* **THE TASKS**
1. Reproduce the portion of the lecture announcement starting with "Renzi will share" and going on through "for 8 years.".
2. According to the lecture announcement, what did the 40th Street Artist-in-Residence Program turn unused houses into?

* **PASSAGE**
%%

The kick-off lecture to the 12th annual Reshaping Rochester series will introduce Rochester audiences to impactful arts programs that are transforming the city of Philadelphia. Gina Renzi, executive director of The Rotunda and the 40th Street Artist-in-Residence Program in Philadelphia, will give a talk on Wednesday, January 25, titled "Embedding the Arts: Bringing the Arts to Where They are Needed and Revitalizing a Neighborhood."

Renzi will share how West Philadelphia has been positively impacted by The Rotunda, a former church converted by the University of Pennsylvania into a performance venue, and the 40th Street Artist-in-Residence Program, which converted unused houses into studios and workshops.

The spaces are projects of The Foundation Community Arts Initiative, which evolved from a group of undergrads in an academically-based urban outreach class, the Penn Urban Studies Seminar. Renzi joined the foundation as a volunteer, and has been the director of The Rotunda for 13 years and the artist residency program for 8 years.

"The students were looking for ways to bridge the gap between the university and surrounding neighborhoods," Renzi says. "It's centered in West Philly because the university is a heavy hitter in the city, and certainly in the neighborhood."

%%

* **PROVIDED DATA**
%%

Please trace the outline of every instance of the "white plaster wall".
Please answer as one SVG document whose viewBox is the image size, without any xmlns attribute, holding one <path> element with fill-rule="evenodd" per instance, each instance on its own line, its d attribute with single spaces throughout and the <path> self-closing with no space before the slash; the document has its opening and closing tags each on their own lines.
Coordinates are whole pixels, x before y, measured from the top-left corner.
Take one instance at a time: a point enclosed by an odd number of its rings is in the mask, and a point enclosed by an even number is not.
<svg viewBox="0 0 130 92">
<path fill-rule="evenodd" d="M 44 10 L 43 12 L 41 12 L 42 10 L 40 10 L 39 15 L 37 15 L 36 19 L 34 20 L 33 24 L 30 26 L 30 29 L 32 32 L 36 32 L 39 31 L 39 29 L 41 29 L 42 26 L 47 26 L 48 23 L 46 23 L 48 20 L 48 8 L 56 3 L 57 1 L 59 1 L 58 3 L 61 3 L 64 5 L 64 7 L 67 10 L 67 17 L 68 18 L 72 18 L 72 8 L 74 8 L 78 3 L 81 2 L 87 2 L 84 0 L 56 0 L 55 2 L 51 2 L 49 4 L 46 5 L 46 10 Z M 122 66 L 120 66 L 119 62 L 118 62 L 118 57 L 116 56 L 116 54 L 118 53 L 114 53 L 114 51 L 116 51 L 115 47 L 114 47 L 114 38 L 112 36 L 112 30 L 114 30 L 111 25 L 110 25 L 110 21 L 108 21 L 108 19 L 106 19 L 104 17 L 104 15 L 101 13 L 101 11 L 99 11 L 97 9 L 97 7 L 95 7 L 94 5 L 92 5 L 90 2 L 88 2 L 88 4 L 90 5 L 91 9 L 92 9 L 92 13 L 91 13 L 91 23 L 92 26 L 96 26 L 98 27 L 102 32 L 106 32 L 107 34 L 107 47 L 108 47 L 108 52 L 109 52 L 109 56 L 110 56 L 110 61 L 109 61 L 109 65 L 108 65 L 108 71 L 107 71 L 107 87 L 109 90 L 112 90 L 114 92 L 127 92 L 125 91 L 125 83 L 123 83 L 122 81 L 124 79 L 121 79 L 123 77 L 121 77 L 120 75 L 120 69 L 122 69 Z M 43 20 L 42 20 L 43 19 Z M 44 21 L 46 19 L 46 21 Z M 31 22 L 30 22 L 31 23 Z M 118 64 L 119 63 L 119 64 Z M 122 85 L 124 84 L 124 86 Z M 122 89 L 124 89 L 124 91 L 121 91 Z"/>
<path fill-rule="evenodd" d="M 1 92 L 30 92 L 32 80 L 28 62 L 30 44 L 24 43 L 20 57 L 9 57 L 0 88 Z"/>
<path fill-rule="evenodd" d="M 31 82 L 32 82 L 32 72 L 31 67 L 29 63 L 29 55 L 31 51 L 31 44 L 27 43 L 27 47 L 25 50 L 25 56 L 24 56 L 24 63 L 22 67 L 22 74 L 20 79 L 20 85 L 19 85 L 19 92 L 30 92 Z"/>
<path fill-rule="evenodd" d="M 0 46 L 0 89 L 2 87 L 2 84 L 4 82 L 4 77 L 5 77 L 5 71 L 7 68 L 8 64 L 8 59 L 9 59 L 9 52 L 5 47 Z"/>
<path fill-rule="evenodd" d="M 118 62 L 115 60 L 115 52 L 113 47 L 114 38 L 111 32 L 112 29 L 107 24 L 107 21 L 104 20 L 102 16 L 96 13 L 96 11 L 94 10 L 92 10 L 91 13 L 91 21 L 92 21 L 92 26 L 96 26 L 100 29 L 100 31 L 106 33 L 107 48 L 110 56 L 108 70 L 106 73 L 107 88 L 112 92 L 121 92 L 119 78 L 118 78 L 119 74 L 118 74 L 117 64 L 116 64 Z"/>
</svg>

%%

* **SOLUTIONS FOR EACH TASK**
1.
Renzi will share how West Philadelphia has been positively impacted by The Rotunda, a former church converted by the University of Pennsylvania into a performance venue, and the 40th Street Artist-in-Residence Program, which converted unused houses into studios and workshops.

The spaces are projects of The Foundation Community Arts Initiative, which evolved from a group of undergrads in an academically-based urban outreach class, the Penn Urban Studies Seminar. Renzi joined the foundation as a volunteer, and has been the director of The Rotunda for 13 years and the artist residency program for 8 years.

2. Studios and workshops.